> [DIRECTIONS]: Each entry has to be copied exactly, with nothing missed.

## Begin LISTING

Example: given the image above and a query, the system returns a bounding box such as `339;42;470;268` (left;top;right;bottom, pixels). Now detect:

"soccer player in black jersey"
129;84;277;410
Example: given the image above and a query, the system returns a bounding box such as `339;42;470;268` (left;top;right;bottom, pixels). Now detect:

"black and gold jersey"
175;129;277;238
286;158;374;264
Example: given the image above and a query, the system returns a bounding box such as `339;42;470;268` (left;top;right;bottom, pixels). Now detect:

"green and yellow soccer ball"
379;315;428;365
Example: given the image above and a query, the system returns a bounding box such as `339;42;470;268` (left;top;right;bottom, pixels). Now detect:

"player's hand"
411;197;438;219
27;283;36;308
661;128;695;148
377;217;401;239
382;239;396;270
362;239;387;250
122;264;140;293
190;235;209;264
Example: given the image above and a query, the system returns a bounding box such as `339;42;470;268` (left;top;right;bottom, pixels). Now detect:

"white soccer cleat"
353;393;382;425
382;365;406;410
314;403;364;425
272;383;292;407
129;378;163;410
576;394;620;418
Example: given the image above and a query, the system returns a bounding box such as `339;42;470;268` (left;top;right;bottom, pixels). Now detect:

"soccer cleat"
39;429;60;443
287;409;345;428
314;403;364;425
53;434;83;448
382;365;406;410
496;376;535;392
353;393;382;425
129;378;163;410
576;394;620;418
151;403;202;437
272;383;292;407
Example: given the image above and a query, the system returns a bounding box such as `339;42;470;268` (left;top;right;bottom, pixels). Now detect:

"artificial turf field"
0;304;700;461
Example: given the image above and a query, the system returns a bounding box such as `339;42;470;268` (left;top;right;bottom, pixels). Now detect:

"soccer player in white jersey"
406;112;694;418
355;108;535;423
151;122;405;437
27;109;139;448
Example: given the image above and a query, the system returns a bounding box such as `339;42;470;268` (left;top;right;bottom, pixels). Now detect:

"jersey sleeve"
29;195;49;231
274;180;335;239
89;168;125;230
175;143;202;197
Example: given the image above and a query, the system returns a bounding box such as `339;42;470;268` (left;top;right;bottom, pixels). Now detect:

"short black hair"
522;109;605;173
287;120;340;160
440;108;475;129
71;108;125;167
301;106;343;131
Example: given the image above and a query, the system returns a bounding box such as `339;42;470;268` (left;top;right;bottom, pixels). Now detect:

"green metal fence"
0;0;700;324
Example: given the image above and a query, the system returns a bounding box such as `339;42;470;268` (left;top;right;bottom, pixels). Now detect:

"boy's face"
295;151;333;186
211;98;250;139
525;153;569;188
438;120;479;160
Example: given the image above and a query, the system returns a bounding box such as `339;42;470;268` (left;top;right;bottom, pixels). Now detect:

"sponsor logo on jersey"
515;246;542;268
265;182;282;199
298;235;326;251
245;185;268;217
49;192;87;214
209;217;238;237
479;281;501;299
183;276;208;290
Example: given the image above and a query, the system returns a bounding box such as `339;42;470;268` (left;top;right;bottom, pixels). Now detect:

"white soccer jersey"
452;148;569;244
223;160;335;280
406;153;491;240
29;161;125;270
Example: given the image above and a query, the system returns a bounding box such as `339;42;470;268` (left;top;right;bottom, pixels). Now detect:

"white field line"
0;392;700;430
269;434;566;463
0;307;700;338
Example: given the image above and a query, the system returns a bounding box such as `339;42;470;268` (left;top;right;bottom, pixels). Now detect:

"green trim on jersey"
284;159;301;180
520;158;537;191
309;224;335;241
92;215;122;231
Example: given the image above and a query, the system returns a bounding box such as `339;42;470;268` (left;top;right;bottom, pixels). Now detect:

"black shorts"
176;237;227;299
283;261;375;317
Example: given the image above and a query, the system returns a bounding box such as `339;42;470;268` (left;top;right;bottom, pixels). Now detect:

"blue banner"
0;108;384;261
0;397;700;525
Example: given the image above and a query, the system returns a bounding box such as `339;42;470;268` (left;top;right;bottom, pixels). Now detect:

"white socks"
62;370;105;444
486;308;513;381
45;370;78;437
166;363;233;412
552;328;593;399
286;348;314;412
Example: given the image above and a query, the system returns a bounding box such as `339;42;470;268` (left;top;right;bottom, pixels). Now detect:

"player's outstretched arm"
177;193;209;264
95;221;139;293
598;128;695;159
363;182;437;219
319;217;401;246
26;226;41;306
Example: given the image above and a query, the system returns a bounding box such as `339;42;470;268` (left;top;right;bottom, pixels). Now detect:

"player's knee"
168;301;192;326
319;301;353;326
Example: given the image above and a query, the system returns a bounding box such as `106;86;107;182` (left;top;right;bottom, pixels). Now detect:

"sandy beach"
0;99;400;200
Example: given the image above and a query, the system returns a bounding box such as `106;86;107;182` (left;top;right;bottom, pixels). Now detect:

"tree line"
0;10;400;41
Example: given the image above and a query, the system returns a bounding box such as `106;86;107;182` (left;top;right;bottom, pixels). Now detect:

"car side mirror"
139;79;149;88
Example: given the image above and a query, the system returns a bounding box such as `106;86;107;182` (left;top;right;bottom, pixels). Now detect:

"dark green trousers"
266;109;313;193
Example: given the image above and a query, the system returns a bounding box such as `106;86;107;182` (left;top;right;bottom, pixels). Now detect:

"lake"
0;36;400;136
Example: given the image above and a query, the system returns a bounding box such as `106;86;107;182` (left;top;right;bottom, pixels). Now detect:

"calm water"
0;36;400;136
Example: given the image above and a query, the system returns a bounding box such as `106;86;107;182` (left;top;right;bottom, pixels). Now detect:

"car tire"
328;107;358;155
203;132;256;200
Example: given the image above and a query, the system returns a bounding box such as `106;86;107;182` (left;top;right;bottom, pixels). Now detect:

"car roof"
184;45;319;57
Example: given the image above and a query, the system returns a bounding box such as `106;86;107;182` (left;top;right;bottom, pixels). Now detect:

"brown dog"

## End LISTING

> [RESULT BELOW]:
Example: given the image above and a query, the system returns a bounding box such as `339;42;470;268` (left;top;right;bottom, pixels). Now detect:

"soccer player in black jersey"
129;84;277;410
Example: given the image above and a query, the system returns a bounding box such as `339;42;470;268` (left;top;right;bottom, pixels). Now detect:

"black and gold jersey"
175;129;277;238
286;158;374;264
Example: given the image above and a query, the system returns a bounding box such as `339;42;470;268` (left;top;right;bottom, pixels). Now detect:

"green and yellow soccer ball"
379;315;428;365
Example: given the image above and a query, the system returns a bounding box such as `339;42;470;268` (left;top;right;bottom, pixels). Now detect:

"player's hand"
411;197;438;219
27;283;36;308
661;128;695;148
377;217;401;239
382;239;396;270
362;239;387;250
122;264;140;293
190;235;209;264
Example: given the image above and a query, the system returns a bounding box such as `339;42;470;268` (left;top;right;bottom, pixels). Now detect:

"white soccer cleat"
353;393;382;425
382;365;406;410
314;403;364;425
272;383;292;407
129;378;163;410
576;394;620;418
Example: given the image above and a query, the system returns a bounding box such as `339;42;470;268` (left;top;right;bottom, pixels). Now detect:

"soccer cleat"
39;429;60;443
287;409;345;428
314;403;364;425
53;434;83;448
382;365;406;410
496;376;535;392
353;393;382;425
129;378;163;410
576;394;620;418
151;403;202;437
272;383;292;407
Example: given the image above and a query, the system returns a bounding box such as `339;42;470;268` (left;top;right;bottom, pixels). Now detect:

"artificial turf field"
0;304;700;461
Example: given the image above and a query, the system returns a bounding box such as `339;42;470;268` (left;top;right;bottom, pixels). Now detect:

"soccer player in white jersey"
406;112;694;418
355;108;535;423
151;122;405;437
27;109;139;448
Example: given the image above and a query, the system returns a bounding box such as `339;42;470;268` (left;top;right;bottom, pixels). Now detect:

"jersey sleeve"
29;195;49;231
274;180;335;239
89;168;125;230
175;143;202;197
Example: given the image above and a query, the system returns a bounding box such as `339;42;470;268` (left;top;right;bottom, pixels). Now detect:

"short black hair"
522;109;605;173
287;120;340;160
440;108;475;129
71;108;125;167
301;106;343;131
Example: given the image above and a query, the system returns a bounding box such as `339;42;470;268` (left;top;right;bottom, pixels). Now detect:

"green metal fence"
0;0;700;324
Example: given the image above and a query, the system returns a bounding box such as `339;42;470;268` (left;top;right;bottom, pixels). Now detect:

"boy's face"
295;151;333;186
211;98;250;139
525;153;569;188
438;120;479;160
Example: given the image above and a query, the system returns a bounding box such as `339;42;470;268` (left;top;right;bottom, pixels). Now detect:

"sponsor logo on jersey"
515;246;542;268
265;182;282;199
298;235;326;251
245;185;268;217
49;192;87;214
209;217;238;237
479;281;501;299
183;276;208;290
Example: given the image above and a query, the system returns a bounding box such as `339;42;470;268` (left;top;right;bottom, pixels). Now detect:

"white soccer jersey"
452;148;569;244
223;160;335;280
406;153;491;240
29;161;125;270
Example: given the image above and a query, the system returns a bounding box such as `339;42;470;268` (left;top;right;bottom, pixels). Now detect:

"white field line"
0;392;700;430
269;434;566;463
0;307;700;338
Example: given the image above and a query, the system returns a bounding box such as `339;42;470;268` (left;top;right;bottom, pixels). Now detect:

"green trim on jersey"
284;159;301;180
520;158;537;191
309;224;335;241
92;215;122;231
Example: given the image above and a query, the system returns a bounding box such as `339;42;470;268` (left;top;right;bottom, pixels). Now detect:

"black shorts"
176;237;227;299
283;261;375;317
Example: given the image above and a query, the system returns a bounding box such as `339;42;470;268` (left;top;right;bottom, pixels). Now detect:

"blue banner"
0;108;384;261
0;397;700;525
Example: given the image above and a query, the system returns a bounding box such as `339;42;470;268` (left;top;right;bottom, pixels). Now detect:

"white socks"
62;370;105;444
486;308;513;381
45;370;78;437
166;363;233;412
552;328;593;399
286;348;314;412
Example: given the image above and a query, the system returns a bounding box such as `339;42;470;268` (left;top;right;bottom, pixels). Now detect:

"player's outstretched arm"
177;193;209;264
95;221;139;293
598;128;695;159
363;182;437;219
319;217;401;246
26;226;41;306
Example: given the image above and a query, the system returns a bounding box such as `339;42;470;268` (left;top;right;bottom, pixels). Now detect:

"player's knee"
168;301;192;326
319;301;353;326
Example: given the image above and a query, the system returns a bounding box such as `106;86;107;182` (left;top;right;bottom, pixels). Now detect:

"sandy beach"
0;99;400;200
Example: given the image above and a query, the system returns a bounding box such as `106;86;107;182` (left;top;right;bottom, pixels). Now detect:

"tree line"
0;10;400;41
Example: given the image above and a query, the system returns a bounding box such as `106;86;107;182` (left;top;right;bottom, pixels). Now detect:

"car side mirror"
139;79;149;88
Example: given the image above and a query, the system returns a bounding box such as `106;86;107;182` (left;top;right;bottom, pixels). Now detect:

"dark green trousers"
266;109;313;193
Example: given the image above and a query, the system returns a bounding box such as `106;86;107;182` (left;top;right;bottom, pixels). Now detect:

"lake"
0;36;400;136
Example: given the image above and a query, the system returns a bounding box such as `106;86;107;182` (left;top;right;bottom, pixels). Now detect:

"calm water"
0;36;400;136
Example: given the image above and a query, the system returns a bounding box such as `106;86;107;182` (left;top;right;bottom, pixels). Now detect:

"car tire"
328;107;358;155
203;132;256;200
Example: given the image above and a query, the system returns a bounding box such as `106;86;107;182` (left;top;right;bottom, pixels). Now detect:

"car roof"
184;45;319;57
Example: given the image above and a query, the system returns a bounding box such as `106;86;107;182` (left;top;right;bottom, pixels). Now detect:

"brown dog"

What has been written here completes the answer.